Some of the lines below need repeating. Reproduce exactly those between the lines holding "triangular volume, that would be wonderful." and "Target: black triangular volume", inclusive.

(Stored records)
•••••
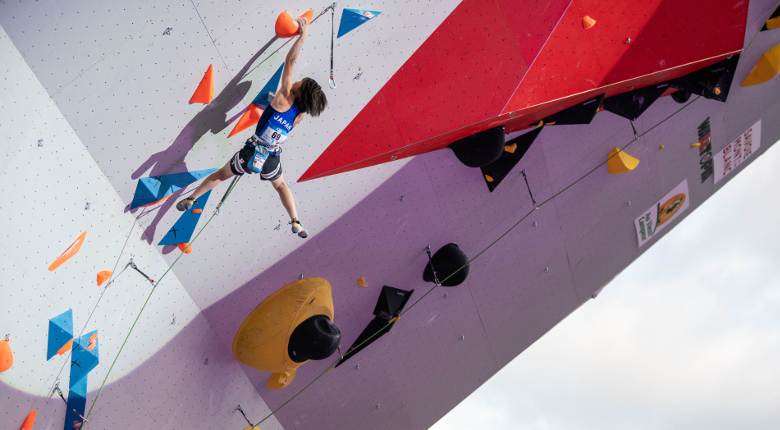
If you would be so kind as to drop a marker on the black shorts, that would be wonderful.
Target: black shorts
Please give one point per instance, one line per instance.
(272, 169)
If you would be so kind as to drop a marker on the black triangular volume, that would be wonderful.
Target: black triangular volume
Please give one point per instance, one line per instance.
(480, 149)
(376, 328)
(633, 103)
(391, 302)
(450, 263)
(389, 305)
(514, 150)
(774, 18)
(582, 113)
(712, 82)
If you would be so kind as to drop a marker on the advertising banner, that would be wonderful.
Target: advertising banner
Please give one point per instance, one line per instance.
(737, 151)
(662, 213)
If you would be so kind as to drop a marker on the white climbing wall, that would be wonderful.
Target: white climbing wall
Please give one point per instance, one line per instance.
(45, 192)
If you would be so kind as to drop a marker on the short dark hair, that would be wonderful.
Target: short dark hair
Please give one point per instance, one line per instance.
(310, 98)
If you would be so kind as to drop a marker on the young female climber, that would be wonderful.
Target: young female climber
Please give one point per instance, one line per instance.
(261, 153)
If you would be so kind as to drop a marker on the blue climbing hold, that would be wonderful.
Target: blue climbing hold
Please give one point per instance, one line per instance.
(84, 358)
(60, 332)
(354, 18)
(262, 100)
(154, 188)
(184, 228)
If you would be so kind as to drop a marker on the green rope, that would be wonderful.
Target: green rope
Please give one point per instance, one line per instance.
(216, 211)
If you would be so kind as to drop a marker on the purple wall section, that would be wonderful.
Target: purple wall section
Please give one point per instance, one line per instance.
(585, 236)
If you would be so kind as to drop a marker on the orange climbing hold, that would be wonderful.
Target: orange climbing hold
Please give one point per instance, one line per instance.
(70, 252)
(102, 276)
(6, 356)
(205, 91)
(30, 420)
(65, 348)
(286, 27)
(588, 22)
(250, 117)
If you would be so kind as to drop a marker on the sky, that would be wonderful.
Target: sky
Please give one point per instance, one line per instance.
(687, 337)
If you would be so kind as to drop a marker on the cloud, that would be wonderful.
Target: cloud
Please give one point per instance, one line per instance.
(686, 337)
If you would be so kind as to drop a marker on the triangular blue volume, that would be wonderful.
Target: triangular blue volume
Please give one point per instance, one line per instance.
(60, 332)
(262, 98)
(354, 18)
(154, 188)
(185, 226)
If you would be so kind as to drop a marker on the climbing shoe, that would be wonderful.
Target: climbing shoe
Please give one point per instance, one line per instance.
(186, 204)
(299, 229)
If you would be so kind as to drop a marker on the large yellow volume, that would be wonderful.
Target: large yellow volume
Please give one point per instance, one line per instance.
(620, 163)
(263, 338)
(766, 68)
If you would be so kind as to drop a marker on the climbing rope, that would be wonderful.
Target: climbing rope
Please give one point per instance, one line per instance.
(289, 40)
(437, 284)
(216, 211)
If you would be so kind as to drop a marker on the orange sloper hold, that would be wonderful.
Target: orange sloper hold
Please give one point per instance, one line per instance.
(6, 356)
(102, 276)
(286, 27)
(588, 22)
(70, 252)
(250, 117)
(65, 348)
(205, 91)
(30, 420)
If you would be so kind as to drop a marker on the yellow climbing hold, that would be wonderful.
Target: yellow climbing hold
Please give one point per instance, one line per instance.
(766, 68)
(620, 162)
(588, 22)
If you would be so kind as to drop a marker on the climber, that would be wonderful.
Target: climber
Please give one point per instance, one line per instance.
(261, 152)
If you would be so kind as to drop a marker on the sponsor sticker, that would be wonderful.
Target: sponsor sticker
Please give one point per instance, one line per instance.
(705, 150)
(737, 151)
(662, 213)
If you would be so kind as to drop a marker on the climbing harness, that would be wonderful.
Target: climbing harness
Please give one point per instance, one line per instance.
(331, 81)
(132, 264)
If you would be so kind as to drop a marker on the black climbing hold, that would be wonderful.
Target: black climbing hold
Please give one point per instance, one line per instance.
(514, 150)
(712, 82)
(582, 113)
(447, 260)
(681, 96)
(316, 338)
(389, 305)
(480, 149)
(633, 103)
(775, 14)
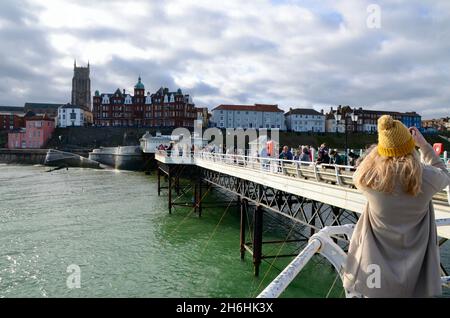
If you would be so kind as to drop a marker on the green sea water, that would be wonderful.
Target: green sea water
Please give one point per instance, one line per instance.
(116, 229)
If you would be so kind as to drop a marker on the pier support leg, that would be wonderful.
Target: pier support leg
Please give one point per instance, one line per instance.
(313, 218)
(170, 190)
(159, 182)
(177, 185)
(243, 206)
(195, 196)
(257, 238)
(199, 194)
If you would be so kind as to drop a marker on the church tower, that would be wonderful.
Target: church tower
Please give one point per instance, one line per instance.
(81, 86)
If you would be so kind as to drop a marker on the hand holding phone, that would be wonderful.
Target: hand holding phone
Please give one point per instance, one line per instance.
(418, 137)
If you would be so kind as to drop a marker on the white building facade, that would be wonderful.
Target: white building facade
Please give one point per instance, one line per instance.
(70, 115)
(248, 116)
(305, 120)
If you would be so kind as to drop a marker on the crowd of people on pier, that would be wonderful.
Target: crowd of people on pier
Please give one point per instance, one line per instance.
(305, 153)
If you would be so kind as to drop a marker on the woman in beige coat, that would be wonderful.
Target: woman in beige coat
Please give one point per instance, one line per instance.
(394, 249)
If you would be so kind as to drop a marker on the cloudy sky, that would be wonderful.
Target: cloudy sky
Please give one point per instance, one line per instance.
(299, 53)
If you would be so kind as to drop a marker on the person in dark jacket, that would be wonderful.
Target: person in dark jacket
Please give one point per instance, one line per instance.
(286, 154)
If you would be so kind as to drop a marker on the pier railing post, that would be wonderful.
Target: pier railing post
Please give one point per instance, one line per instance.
(170, 190)
(257, 239)
(243, 206)
(159, 182)
(199, 176)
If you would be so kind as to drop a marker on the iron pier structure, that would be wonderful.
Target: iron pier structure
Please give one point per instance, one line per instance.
(313, 196)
•••••
### Answer space
If you would be so kind as to drop a marker on the black triangular volume, that would be wonderful.
Target: black triangular volume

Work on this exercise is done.